Once the line containing "point(936, 220)" has been copied, stop; copy every line before it exactly, beginning with the first line of the material below.
━━━━━━━━━━
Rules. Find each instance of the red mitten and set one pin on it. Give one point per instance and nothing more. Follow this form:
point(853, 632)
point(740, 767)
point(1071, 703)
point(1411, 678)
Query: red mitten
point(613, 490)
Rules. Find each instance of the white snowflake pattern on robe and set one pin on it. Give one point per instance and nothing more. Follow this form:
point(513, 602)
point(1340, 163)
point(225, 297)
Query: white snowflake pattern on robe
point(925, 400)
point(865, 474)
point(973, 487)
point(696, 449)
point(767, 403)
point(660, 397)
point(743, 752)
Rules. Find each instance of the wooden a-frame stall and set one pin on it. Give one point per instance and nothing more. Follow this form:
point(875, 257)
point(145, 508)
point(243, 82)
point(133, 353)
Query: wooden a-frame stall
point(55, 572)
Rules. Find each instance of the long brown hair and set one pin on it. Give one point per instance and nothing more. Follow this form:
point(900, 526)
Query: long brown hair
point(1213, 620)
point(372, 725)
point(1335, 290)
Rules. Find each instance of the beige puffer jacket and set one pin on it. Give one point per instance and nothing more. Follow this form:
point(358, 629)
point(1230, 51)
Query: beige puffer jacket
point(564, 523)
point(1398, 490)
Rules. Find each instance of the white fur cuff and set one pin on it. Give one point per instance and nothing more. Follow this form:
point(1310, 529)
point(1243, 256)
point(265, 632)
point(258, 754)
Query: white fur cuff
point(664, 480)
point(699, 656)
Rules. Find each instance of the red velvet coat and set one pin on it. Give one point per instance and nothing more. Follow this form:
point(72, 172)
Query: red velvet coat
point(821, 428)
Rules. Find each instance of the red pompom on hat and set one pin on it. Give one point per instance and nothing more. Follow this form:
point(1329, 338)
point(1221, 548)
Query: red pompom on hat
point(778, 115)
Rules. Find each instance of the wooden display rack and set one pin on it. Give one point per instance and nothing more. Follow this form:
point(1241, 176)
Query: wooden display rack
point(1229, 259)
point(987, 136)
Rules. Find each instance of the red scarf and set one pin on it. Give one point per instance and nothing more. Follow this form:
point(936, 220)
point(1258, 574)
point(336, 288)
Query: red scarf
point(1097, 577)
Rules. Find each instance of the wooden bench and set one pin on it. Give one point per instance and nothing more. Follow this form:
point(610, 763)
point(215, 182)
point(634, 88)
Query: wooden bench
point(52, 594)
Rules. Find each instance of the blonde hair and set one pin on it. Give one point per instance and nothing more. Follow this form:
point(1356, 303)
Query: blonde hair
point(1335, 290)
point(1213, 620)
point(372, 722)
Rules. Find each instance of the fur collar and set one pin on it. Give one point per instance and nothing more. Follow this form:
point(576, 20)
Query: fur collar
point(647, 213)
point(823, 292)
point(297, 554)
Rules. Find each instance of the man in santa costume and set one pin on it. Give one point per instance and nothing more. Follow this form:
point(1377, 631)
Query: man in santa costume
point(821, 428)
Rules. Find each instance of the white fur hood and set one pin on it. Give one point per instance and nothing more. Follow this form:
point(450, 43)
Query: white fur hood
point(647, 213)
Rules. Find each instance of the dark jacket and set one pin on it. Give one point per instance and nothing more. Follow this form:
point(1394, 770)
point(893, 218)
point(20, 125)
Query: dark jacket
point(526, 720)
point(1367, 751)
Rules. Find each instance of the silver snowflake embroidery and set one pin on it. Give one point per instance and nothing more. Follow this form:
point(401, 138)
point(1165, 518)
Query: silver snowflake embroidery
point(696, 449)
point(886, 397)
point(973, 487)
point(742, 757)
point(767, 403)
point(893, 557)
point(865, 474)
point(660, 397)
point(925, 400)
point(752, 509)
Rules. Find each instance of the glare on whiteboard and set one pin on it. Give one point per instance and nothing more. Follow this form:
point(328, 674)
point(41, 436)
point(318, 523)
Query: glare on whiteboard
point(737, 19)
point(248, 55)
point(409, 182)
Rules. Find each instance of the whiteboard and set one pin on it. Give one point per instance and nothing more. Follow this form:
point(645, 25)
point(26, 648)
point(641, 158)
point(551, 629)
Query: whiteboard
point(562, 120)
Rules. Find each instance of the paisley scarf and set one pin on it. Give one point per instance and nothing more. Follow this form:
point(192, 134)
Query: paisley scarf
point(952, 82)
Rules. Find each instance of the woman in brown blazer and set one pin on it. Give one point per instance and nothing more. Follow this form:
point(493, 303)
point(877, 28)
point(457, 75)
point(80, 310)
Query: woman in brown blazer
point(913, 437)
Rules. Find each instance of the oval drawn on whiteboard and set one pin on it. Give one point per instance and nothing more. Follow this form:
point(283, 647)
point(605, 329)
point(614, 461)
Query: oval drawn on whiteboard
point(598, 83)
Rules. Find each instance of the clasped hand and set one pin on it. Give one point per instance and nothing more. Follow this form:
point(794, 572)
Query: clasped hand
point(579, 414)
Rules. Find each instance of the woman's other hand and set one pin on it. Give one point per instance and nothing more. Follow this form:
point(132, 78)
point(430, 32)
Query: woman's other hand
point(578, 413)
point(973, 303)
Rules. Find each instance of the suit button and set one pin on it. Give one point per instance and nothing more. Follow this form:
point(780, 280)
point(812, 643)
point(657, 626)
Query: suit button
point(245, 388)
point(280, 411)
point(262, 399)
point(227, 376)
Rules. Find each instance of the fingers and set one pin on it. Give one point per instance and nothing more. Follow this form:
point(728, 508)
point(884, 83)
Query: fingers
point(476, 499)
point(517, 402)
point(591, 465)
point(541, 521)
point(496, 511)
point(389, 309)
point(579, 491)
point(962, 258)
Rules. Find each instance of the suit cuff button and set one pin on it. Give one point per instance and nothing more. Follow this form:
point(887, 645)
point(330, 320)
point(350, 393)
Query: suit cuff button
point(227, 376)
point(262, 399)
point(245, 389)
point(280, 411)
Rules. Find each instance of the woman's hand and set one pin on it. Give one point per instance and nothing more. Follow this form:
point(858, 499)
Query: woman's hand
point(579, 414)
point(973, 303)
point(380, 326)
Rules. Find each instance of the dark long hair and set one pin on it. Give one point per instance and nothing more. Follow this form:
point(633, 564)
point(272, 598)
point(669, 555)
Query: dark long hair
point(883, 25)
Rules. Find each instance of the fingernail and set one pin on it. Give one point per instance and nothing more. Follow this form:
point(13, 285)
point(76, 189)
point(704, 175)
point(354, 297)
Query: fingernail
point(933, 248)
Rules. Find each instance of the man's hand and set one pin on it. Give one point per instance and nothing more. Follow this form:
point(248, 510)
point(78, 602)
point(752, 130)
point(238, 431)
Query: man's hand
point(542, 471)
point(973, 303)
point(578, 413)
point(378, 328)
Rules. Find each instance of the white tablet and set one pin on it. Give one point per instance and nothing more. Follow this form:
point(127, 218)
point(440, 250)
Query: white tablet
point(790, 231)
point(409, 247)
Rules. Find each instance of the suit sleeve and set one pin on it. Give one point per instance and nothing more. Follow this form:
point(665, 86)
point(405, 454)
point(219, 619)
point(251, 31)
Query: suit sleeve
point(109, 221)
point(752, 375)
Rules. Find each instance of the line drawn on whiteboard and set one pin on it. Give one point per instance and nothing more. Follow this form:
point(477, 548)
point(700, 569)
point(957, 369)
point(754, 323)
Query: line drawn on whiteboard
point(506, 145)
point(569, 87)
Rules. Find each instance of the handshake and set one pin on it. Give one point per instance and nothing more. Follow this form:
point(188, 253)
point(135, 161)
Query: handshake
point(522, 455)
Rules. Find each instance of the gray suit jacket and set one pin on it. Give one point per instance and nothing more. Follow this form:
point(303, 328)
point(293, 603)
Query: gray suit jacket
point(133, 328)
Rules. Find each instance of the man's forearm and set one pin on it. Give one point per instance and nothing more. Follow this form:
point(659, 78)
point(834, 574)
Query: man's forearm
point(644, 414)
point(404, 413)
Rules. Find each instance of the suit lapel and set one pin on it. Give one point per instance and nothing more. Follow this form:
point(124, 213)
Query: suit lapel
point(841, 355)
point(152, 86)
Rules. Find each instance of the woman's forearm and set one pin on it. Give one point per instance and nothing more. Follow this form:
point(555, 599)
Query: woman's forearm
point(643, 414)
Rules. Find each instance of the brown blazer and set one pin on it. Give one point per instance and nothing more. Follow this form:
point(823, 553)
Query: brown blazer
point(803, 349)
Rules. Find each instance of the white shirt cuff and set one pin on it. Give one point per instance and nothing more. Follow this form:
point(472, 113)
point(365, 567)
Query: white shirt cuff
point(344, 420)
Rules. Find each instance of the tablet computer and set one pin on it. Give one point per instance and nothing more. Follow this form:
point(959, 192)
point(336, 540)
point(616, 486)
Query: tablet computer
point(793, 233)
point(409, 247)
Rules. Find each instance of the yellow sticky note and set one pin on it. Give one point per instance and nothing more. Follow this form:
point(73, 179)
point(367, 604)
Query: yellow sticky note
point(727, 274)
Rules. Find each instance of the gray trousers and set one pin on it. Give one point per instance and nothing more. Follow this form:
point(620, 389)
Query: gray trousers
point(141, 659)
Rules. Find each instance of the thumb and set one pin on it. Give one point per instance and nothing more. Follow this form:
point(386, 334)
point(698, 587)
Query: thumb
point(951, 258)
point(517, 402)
━━━━━━━━━━
RESULT FOR THIS TASK
Rules. Find each instance of the red mitten and set one pin on it. Give one point per instance and nothing more. Follow this form:
point(853, 632)
point(740, 767)
point(1071, 703)
point(1411, 678)
Query: red mitten
point(613, 490)
Rules. Find each instance of the white snowflake pattern on robe and set one pin on it. Give one point per instance and nothing more. Follow this form:
point(513, 602)
point(1340, 163)
point(225, 297)
Query: white snowflake pattern on robe
point(925, 400)
point(865, 474)
point(973, 487)
point(696, 449)
point(767, 403)
point(660, 397)
point(743, 752)
Rules. Find each instance of the wooden a-frame stall and set one pin on it. Give one point per instance and nothing more. Follow this form:
point(875, 257)
point(145, 508)
point(243, 82)
point(133, 353)
Query: wooden a-frame stall
point(55, 572)
Rules. Find each instance of the long brown hair and set one pin on it. Give one point per instance and nothing more. Follow this form:
point(900, 526)
Query: long brown hair
point(1213, 620)
point(372, 725)
point(1335, 290)
Rules. Find each instance of the beige puffer jacket and set one pin on it. Give one point per instance and nothing more. Follow this form:
point(358, 629)
point(1230, 51)
Query: beige puffer jacket
point(564, 523)
point(1398, 490)
Rules. Find each instance of the white fur cuff and set one pin on it. Give one point per instance and nothing more. Follow this form:
point(1310, 529)
point(1243, 256)
point(265, 632)
point(258, 754)
Query: white fur cuff
point(664, 480)
point(699, 656)
Rules. Find each instance of the red velvet coat and set one pin on it. Give one point per instance and nothing more. Follow this form:
point(72, 172)
Query: red velvet coat
point(821, 428)
Rules. Find each instance of the red pompom on hat and set one pin on it. Give one point per instance and nothing more. Follow this form:
point(1329, 338)
point(1221, 548)
Query: red pompom on hat
point(778, 115)
Rules. Find each instance of the wooden display rack and set one pin on it. Give one point per instance and nothing more. Follow this form:
point(1241, 176)
Query: wooden display rack
point(1229, 259)
point(987, 136)
Rules. Find each instance of the red scarf and set one pin on it. Give one point per instance and nothing more. Follow this form:
point(936, 220)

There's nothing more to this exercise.